-- Begin --
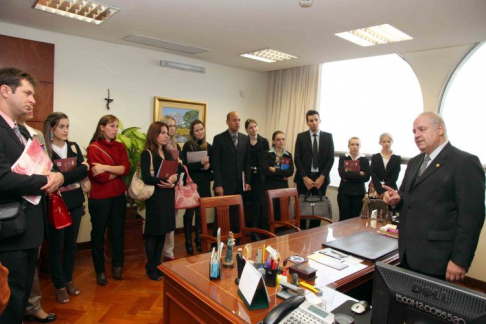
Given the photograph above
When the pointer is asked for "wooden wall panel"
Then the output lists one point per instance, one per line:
(36, 58)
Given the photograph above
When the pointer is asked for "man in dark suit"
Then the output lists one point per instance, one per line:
(441, 202)
(19, 253)
(314, 157)
(230, 159)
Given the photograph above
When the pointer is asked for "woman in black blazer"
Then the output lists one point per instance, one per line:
(160, 215)
(258, 146)
(202, 174)
(385, 167)
(277, 167)
(63, 241)
(352, 187)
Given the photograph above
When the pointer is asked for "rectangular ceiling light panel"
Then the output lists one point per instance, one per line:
(82, 10)
(268, 56)
(164, 44)
(374, 35)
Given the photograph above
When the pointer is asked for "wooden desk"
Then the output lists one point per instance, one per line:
(190, 297)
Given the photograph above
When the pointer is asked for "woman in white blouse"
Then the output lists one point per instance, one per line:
(385, 167)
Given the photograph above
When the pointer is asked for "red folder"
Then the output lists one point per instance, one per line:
(167, 168)
(66, 165)
(351, 165)
(175, 154)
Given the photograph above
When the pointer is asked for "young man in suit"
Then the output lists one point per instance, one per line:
(230, 159)
(19, 253)
(441, 202)
(314, 157)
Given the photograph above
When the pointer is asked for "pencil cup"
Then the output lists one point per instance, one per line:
(271, 277)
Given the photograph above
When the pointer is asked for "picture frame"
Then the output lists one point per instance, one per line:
(183, 111)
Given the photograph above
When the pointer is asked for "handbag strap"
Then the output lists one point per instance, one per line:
(151, 164)
(99, 148)
(189, 179)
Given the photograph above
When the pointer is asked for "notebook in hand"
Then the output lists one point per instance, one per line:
(370, 246)
(351, 165)
(167, 168)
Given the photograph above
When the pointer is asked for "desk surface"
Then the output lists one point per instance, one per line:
(189, 292)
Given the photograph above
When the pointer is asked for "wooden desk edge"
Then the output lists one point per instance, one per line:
(173, 285)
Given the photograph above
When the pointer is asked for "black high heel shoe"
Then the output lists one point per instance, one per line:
(50, 318)
(154, 276)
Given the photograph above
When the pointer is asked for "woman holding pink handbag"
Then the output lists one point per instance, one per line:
(160, 215)
(201, 174)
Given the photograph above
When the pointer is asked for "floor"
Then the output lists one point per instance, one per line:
(136, 299)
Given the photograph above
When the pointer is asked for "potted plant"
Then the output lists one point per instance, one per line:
(134, 141)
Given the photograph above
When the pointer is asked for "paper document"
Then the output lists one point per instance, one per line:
(34, 160)
(194, 157)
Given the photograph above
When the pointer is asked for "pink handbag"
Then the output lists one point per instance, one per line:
(186, 196)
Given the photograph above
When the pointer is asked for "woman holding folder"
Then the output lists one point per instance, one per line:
(196, 154)
(175, 150)
(160, 216)
(108, 161)
(68, 160)
(354, 170)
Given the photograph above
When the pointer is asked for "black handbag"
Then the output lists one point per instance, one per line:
(12, 220)
(315, 205)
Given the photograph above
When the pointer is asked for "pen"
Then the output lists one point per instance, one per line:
(331, 256)
(339, 254)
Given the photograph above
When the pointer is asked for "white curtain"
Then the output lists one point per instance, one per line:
(291, 93)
-- End --
▸ **Task**: Pictures stay out; reproduce every line of the records exactly.

▸ **Correct answer**:
Given the photograph above
When the pointer is asked for "wooden wall panel"
Then the output lists one point per instance, one per line:
(36, 58)
Given the photograph above
When the pointer is asked for "man in dark suit"
Then the output lists one point per instance, one per line:
(441, 202)
(19, 253)
(314, 157)
(230, 159)
Given the photograph above
When the pointer is asked for "woman in black blazer"
Then the output lists one point per instance, one per line:
(160, 215)
(258, 146)
(202, 174)
(385, 167)
(277, 167)
(63, 241)
(352, 187)
Given the photograph above
When the pointer is asked for "rectangular ceiling light panel"
Then the output lists one point per instance, one per line:
(82, 10)
(268, 56)
(164, 44)
(374, 35)
Given the photograph above
When the pointer is asked for "wooden desk"
Then the output lists one point per instance, one per line:
(190, 297)
Given the photograph above
When the pointer is asked for "woman in white blouse"
Then the output lists one point per instance, one per line:
(385, 167)
Given the photograph above
When the pointer is asked for "red folder"
Then the output lists one point per instance, one per line:
(167, 168)
(66, 165)
(351, 165)
(175, 154)
Given the photograph above
When the pointer is asked for "young man in suit"
Then the output lists one point per instance, one per line:
(230, 159)
(19, 253)
(441, 202)
(314, 157)
Given the photograph above
When the pointer is asked for "pencil cup"
Then the output lists one point per instance, one per line:
(271, 277)
Given the photograph above
When the pointer is asked for "picture frame"
Then the output lists one point per instance, one per line:
(183, 111)
Given the photograph above
When the pointer is asked for "handbag strap"
Then the output lists one point per instance, one per line:
(151, 164)
(99, 148)
(189, 179)
Given the photograph above
When the pointer is asked for "notebook in hand"
Then the output lists one point per instance, one per line:
(370, 246)
(351, 165)
(167, 168)
Given the photograph above
When the pointer is asked for "desk surface"
Then the output lists one point per instance, one per line:
(189, 292)
Given the photograph above
When the pointer is asked for "wooden desk edge"
Then the output lists one point per instance, one per line:
(173, 285)
Given the photograph above
When the pointer is asked for "black high heel shoe"
Then the output lists one point per instance, one per line:
(50, 318)
(154, 276)
Given the photograph above
When the pointer is asked for "woman holding pink handbag"
Then the output lists one point per instance, one per line:
(160, 215)
(201, 174)
Given the photograph above
When the pointer is asked for "floor"
Then the output lists one point per instance, one per line:
(136, 299)
Given the photograph above
When the pointer is asked for "potted plant"
Then the output lists one point per instance, one per line:
(134, 141)
Given the photograph above
When the pointer is asked for "paper document"
Then the output lists one point per instance, one per line:
(34, 160)
(194, 157)
Given the photograph above
When the pointer is asked for "pink handbag"
Then the output lists one point per instance, one per line:
(186, 196)
Given the photograph above
When the pointer is asked for "woman holding folder"
Then the output lists one point per instance, one per line:
(196, 154)
(175, 150)
(160, 216)
(108, 161)
(68, 160)
(354, 170)
Given the photograph above
When the pointer is asked for "black handbag"
Then the output lists one point per instance, one per line:
(12, 220)
(315, 205)
Given the photograph above
When the pointer is asked for "pen"
Then the output lists one point per instance, one per line:
(331, 256)
(339, 254)
Given the photograph above
When the pointer is asked for "white curtain"
Then the output lists one point per instance, one per line:
(291, 93)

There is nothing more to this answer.